Written task: Starting at the line containing "For the benchmark, spot each instance of the eyebrow" and ending with the last of the entries, write out every line again, keeping all text unchanged except the point coordinates in the answers. Multiply each of those coordinates by 0.35 and round to a whole number, with halves rounded up, and reproduce only those lines.

[Pointing entries]
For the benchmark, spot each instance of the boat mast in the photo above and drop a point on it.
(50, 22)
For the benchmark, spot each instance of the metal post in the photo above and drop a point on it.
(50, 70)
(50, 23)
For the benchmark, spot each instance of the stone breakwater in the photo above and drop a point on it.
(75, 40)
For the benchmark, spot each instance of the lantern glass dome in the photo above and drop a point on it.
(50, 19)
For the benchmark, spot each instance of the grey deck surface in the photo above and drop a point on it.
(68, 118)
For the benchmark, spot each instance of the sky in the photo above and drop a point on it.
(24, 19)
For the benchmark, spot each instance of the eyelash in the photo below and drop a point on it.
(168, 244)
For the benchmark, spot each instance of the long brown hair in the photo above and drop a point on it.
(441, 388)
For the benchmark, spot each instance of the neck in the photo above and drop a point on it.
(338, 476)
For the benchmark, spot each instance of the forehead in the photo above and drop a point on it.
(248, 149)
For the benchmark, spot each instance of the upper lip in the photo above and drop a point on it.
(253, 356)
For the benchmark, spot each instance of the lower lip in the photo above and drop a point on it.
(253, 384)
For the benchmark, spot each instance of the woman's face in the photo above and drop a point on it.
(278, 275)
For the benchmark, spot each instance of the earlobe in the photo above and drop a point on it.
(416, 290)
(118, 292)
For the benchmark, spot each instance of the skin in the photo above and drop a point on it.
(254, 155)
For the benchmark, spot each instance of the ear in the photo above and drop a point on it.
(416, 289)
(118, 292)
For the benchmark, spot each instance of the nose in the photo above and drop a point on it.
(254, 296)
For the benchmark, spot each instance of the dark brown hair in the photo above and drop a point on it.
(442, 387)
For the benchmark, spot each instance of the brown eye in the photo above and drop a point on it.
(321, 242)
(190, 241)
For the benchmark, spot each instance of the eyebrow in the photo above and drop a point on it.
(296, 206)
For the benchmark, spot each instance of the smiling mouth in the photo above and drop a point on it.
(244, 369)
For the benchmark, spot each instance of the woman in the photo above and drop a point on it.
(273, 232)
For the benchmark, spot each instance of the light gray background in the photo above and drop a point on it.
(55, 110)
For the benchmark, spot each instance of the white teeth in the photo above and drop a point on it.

Answer to the exercise:
For the benchmark, spot each instance of the eyebrow in the photo above and drop a point on it.
(104, 72)
For the benchmark, spot each instance of the smiling mouth in the photo above and drop a point on it.
(85, 129)
For the benchmark, spot each instance of the woman in the photo above and drop a point on it.
(96, 81)
For the benchmark, spot each instance of the light gray background in the photo above and drop a point on it.
(19, 39)
For the benchmark, spot each instance of the white teeth in the photo above and drop a point on it.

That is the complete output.